Records drawn from a dataset:
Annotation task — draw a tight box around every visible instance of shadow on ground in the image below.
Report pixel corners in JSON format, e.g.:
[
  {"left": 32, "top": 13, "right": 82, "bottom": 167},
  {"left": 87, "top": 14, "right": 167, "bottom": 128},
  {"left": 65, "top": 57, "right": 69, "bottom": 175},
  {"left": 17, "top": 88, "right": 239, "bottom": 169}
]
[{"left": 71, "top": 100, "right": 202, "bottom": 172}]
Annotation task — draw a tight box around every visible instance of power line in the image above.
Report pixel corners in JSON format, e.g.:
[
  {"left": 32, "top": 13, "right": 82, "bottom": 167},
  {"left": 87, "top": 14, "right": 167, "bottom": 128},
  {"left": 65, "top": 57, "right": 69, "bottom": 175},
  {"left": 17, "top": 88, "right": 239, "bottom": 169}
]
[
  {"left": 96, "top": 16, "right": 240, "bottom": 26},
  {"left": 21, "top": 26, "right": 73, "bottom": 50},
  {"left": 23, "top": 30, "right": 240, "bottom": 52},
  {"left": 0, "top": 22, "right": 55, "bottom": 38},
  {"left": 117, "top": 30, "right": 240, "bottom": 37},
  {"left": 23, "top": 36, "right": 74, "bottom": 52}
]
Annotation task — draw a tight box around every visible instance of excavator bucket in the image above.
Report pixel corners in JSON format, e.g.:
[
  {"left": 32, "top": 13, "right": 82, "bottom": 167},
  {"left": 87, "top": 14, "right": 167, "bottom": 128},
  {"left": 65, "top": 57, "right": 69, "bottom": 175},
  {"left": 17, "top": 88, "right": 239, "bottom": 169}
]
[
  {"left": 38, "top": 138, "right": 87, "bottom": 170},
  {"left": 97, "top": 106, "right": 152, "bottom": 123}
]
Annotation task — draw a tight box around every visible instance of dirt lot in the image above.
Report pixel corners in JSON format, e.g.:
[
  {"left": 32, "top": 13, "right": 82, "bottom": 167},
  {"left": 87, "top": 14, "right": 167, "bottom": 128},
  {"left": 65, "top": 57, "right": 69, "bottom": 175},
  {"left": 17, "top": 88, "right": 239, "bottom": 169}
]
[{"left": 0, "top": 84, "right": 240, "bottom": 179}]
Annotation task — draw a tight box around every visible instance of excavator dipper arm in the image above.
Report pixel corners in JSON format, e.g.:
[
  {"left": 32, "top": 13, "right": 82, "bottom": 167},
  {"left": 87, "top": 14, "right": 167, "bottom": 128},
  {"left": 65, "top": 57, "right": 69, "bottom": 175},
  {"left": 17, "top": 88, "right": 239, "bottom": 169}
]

What is asked: Select and copy each line in the records above that contains the string "tight", matching case exactly.

Solved problem:
Annotation task — draw a tight box around every visible instance of shadow on ground in the image below.
Annotation task — draw a tight box around every visible instance of power line in the image above.
Annotation task — draw a tight box around every visible instance of excavator bucket in the image above.
Annotation task — draw a tight box around every visible instance of dirt lot in the image above.
Annotation task — draw a tight box around every visible instance of excavator dipper arm in the image above.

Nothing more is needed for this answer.